◆ Task requirements
Transcribe all of the material exactly.

◆ Data lines
◇ ◇ ◇ ◇ ◇ ◇ ◇

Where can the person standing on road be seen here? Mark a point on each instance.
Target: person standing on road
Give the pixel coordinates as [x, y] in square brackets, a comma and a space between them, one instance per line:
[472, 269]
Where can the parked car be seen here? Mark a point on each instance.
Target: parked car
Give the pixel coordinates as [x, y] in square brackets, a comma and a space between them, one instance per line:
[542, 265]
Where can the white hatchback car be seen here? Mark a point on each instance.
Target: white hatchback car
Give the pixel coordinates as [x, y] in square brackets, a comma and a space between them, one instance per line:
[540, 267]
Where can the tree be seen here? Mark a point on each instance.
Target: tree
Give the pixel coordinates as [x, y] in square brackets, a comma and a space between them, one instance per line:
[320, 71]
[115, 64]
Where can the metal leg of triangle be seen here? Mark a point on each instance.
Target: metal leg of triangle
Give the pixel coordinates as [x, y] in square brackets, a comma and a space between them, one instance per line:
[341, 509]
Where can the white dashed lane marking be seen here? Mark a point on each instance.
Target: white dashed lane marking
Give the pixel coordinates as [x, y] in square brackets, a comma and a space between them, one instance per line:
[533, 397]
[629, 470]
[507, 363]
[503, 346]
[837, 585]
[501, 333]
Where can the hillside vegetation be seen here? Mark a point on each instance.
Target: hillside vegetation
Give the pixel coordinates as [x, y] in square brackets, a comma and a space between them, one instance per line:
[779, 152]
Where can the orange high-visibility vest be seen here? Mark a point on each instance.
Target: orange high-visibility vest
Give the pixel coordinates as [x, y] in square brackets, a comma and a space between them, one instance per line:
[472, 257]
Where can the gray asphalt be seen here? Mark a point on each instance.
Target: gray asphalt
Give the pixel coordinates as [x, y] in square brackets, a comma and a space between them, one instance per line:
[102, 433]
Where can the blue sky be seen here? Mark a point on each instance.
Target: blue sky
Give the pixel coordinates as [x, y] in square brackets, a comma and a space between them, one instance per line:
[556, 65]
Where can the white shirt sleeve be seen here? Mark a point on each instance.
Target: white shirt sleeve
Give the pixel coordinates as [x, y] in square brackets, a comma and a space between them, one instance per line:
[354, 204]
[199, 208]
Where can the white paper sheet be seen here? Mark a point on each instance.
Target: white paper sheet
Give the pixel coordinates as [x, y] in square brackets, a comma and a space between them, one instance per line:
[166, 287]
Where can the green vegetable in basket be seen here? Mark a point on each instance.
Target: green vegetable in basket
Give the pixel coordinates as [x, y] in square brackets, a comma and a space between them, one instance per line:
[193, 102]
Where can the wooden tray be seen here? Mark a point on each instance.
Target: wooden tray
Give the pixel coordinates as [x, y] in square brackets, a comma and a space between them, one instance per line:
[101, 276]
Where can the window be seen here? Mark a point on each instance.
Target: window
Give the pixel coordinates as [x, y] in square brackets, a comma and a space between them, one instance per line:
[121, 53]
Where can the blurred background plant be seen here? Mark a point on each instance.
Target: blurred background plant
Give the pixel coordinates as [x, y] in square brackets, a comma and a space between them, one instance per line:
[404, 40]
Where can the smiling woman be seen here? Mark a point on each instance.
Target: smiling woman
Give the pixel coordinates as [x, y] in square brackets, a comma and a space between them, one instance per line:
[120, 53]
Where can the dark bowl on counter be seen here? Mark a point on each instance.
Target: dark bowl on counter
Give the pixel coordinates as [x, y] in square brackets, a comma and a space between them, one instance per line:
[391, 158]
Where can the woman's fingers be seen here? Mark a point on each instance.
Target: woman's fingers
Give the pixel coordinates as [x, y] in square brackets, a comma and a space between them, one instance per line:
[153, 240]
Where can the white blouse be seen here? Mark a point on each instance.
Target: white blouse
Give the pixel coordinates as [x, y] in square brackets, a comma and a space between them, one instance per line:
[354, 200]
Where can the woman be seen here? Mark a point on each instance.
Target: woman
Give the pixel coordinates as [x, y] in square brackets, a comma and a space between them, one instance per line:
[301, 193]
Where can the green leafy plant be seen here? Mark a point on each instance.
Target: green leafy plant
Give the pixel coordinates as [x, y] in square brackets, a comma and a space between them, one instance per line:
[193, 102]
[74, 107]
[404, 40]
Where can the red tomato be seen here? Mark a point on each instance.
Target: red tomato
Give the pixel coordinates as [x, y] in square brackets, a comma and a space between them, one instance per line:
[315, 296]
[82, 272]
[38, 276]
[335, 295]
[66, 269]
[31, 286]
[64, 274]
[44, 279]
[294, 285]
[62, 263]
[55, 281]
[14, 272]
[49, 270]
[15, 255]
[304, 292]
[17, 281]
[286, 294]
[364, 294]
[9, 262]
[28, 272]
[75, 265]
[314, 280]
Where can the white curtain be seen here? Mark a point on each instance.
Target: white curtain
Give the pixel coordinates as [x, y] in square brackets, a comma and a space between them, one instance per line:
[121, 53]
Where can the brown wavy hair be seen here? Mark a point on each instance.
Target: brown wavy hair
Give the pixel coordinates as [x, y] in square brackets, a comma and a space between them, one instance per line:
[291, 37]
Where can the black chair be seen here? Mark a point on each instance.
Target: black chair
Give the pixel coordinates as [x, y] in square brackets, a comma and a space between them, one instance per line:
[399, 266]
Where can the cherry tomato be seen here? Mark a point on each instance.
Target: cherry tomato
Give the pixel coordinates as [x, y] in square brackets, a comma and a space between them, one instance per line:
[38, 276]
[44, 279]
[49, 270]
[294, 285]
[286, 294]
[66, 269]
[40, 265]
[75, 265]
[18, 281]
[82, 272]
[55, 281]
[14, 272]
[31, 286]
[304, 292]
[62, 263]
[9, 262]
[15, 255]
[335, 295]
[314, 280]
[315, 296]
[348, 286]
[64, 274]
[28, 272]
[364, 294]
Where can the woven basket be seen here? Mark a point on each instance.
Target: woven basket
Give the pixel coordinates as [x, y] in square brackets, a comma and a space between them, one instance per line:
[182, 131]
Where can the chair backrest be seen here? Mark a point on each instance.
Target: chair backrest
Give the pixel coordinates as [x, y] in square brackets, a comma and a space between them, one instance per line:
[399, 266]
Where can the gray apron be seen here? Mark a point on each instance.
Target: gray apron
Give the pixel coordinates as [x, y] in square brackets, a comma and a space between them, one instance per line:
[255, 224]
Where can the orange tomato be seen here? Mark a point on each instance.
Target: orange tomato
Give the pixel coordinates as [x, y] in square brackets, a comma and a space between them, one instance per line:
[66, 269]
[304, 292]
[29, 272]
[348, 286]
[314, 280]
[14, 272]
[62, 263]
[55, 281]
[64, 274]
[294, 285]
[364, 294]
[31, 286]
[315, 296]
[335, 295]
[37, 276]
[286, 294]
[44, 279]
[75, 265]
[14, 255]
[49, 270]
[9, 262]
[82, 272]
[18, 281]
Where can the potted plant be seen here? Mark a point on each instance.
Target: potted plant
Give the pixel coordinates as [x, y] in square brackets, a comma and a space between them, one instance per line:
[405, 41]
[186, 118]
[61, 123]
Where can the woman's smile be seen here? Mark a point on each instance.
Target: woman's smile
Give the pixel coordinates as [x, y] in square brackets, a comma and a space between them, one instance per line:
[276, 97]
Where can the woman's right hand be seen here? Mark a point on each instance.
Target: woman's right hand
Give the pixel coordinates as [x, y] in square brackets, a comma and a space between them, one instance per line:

◇ ◇ ◇ ◇ ◇ ◇ ◇

◆ Response for this exercise
Where can the person standing on road be seen here? Mark a point on each instance.
Target: person standing on road
Give the pixel coordinates as [x, y] in square brackets, a comma and a space between them, one instance per line:
[472, 269]
Where can the parked car be seen here? Mark a point on each instance.
Target: parked car
Give the pixel coordinates as [x, y] in square brackets, a comma and a space between them, one instance per line:
[542, 265]
Where can the white hatchback car be seen here? Mark a point on each instance.
Target: white hatchback car
Give the pixel coordinates as [x, y] in square brackets, a comma and a space between them, one instance per line:
[540, 267]
Where can the tree be seen here? Mark a point on each instance.
Target: tree
Give the pixel coordinates as [x, y] in square brackets, a comma and a space between them, one instance per line:
[320, 71]
[115, 64]
Where can the metal leg of triangle be seen here? Mark a point on each instance.
Target: metal leg of triangle
Give the pixel coordinates as [x, y] in square brackets, a comma and a space between them, one instance per line:
[341, 509]
Where can the white dashed lane marking be seen here? Mark a point on each instance.
Target: white dashed lane marking
Give the pixel coordinates as [x, y] in square brackets, a comma and a space between them, one instance per line:
[533, 397]
[629, 470]
[507, 363]
[503, 346]
[837, 585]
[501, 333]
Where can the hillside vegetation be seen here? Mark a point on each instance.
Target: hillside vegetation
Give the pixel coordinates as [x, y] in square brackets, a comma and a space between them, one instance per line:
[779, 152]
Where can the orange high-visibility vest be seen here? Mark a point on each instance.
Target: orange high-visibility vest
Give the pixel coordinates as [x, y] in square brackets, a comma and a space between them, one instance per line:
[472, 257]
Where can the gray asphalt be seen here? Mark a point on each instance.
Target: gray asphalt
Give the pixel coordinates as [x, y] in square brackets, a comma and a space between them, one instance per line:
[102, 433]
Where can the blue sky be seen here? Mark a point on each instance.
Target: blue sky
Give the pixel coordinates as [x, y] in square brackets, a comma and a space between them, one instance per line:
[556, 65]
Where can the white shirt sleeve be seen here? Mark a point on each instance.
Target: white shirt sleeve
Give the pixel coordinates as [x, y] in square brackets, a comma and a space between them, one instance per line:
[354, 204]
[199, 208]
Where can the white paper sheet be seen here? Mark a point on each instance.
Target: white paper sheet
Give the pixel coordinates as [x, y] in square brackets, a comma and a space between them, one instance per line:
[166, 287]
Where can the green vegetable in basket be seen here? Mark a point on each instance.
Target: green vegetable in basket
Give the pixel coordinates as [x, y] in square brackets, a comma and a space between them, one instance per line:
[193, 102]
Where can the wooden tray be seen here? Mark a point on each instance.
Target: wooden tray
Give the pixel coordinates as [x, y] in square brackets, a comma and a space between them, one instance per line:
[101, 276]
Where can the window be seen here? Mark a point on each instance.
Target: window
Give the pixel coordinates as [x, y] in square brackets, a comma and a space between them, one instance per line:
[121, 53]
Where can the blurred background plant be seen here? Mark a point on each instance.
Target: blurred background plant
Give the pixel coordinates as [x, y] in square brackets, a comma and a space between them, one instance per line:
[404, 40]
Where can the smiling woman be seen here? Mark a point on each instance.
Target: smiling woman
Give the pixel coordinates as [x, y] in square brackets, a comma and a space between them, one instance per line:
[120, 53]
Where can the dark bowl on counter be seen here? Mark a point on each instance.
Target: dark bowl on counter
Give the pixel coordinates as [x, y] in square brackets, a comma and a space between them, one instance per line:
[391, 158]
Where can the woman's fingers be seen here? Mark a point on each instance.
Target: woman's fingers
Give the pixel coordinates as [x, y] in square brackets, a comma and a space between them, one instance per line:
[153, 240]
Where can the white blouse be seen here? Mark a point on each instance.
Target: white blouse
Give the pixel coordinates as [x, y] in square brackets, a comma and a space between them, one instance per line:
[354, 200]
Where can the woman be seen here? Mark a point on each instance.
Target: woman
Give the pixel coordinates as [x, y] in square brackets, a comma and a space between them, one instance per line:
[301, 193]
Where can the green leafy plant be seen here? Mark a point on each instance.
Target: green leafy plant
Give the pixel coordinates as [x, y] in square brackets, a comma and a space between them, one instance per line:
[193, 102]
[74, 107]
[404, 40]
Where can the red tomato be seen here? Mark a point on each instance.
Target: red tomato
Give the pixel coordinates as [x, y] in square brackets, a comma and a space between them, one instance per line:
[315, 296]
[82, 272]
[38, 276]
[335, 295]
[66, 269]
[31, 286]
[64, 274]
[44, 279]
[294, 285]
[62, 263]
[55, 281]
[14, 272]
[49, 270]
[15, 255]
[304, 292]
[17, 281]
[286, 294]
[364, 294]
[9, 262]
[28, 272]
[75, 265]
[314, 280]
Where can the white curtain be seen here? Mark a point on each instance.
Target: white curtain
Give the pixel coordinates as [x, y] in square brackets, a comma and a space between them, one instance per line:
[121, 53]
Where can the brown wavy hair be seen here? Mark a point on each instance.
Target: brown wavy hair
Give the pixel coordinates as [x, y] in square brackets, a comma and a space between them, one instance per line:
[291, 37]
Where can the black chair be seen here? Mark a point on each instance.
Target: black chair
Give the pixel coordinates as [x, y] in square brackets, a comma and a space between them, one instance per line:
[399, 266]
Where can the cherry tomato be seen here? Mark a point on each instance.
Target: cherry tomato
Give the pixel coordinates as [x, y] in square brackets, a comma and a space between them, one instance per line:
[38, 276]
[44, 279]
[49, 270]
[294, 285]
[286, 294]
[66, 269]
[40, 265]
[75, 265]
[18, 281]
[82, 272]
[55, 281]
[14, 272]
[31, 286]
[304, 292]
[62, 263]
[9, 262]
[15, 255]
[335, 295]
[314, 280]
[315, 296]
[348, 286]
[64, 274]
[28, 272]
[364, 294]
Where can the woven basket be seen here? Mark a point on each instance.
Target: woven basket
Give the pixel coordinates as [x, y] in square brackets, a comma and a space between them, one instance per line:
[182, 131]
Where can the chair backrest be seen here? Mark a point on each instance.
Target: chair backrest
Give the pixel coordinates as [x, y] in square brackets, a comma and a space between them, one instance per line:
[399, 266]
Where can the gray apron be seen here? Mark a point on each instance.
Target: gray apron
Give the pixel coordinates as [x, y] in square brackets, a comma and a space between them, one instance per line:
[255, 224]
Where can the orange tomato be seen here? Mark a point on each instance.
Target: orange tomato
Give the pixel coordinates as [x, y] in square brackets, a comma and a space between them, one instance per line:
[66, 269]
[304, 292]
[29, 272]
[348, 286]
[314, 280]
[14, 272]
[62, 263]
[55, 281]
[64, 274]
[294, 285]
[364, 294]
[31, 286]
[315, 296]
[335, 295]
[37, 276]
[286, 294]
[44, 279]
[75, 265]
[14, 255]
[49, 270]
[9, 262]
[82, 272]
[18, 281]
Where can the potted plant be seen here? Mark a point on each instance.
Target: potted plant
Give the pixel coordinates as [x, y] in square brackets, a comma and a space between them, one instance per line:
[405, 41]
[186, 118]
[61, 123]
Where can the woman's smile be seen here? Mark a point on each instance.
Target: woman's smile
Give the pixel coordinates as [x, y] in square brackets, a comma and a space between them, one instance per line:
[276, 97]
Where can the woman's right hand be seen here? Mark a point on each instance.
Target: woman's right hand
Give the pixel coordinates as [x, y] in square brackets, a comma and a space between them, one instance per line:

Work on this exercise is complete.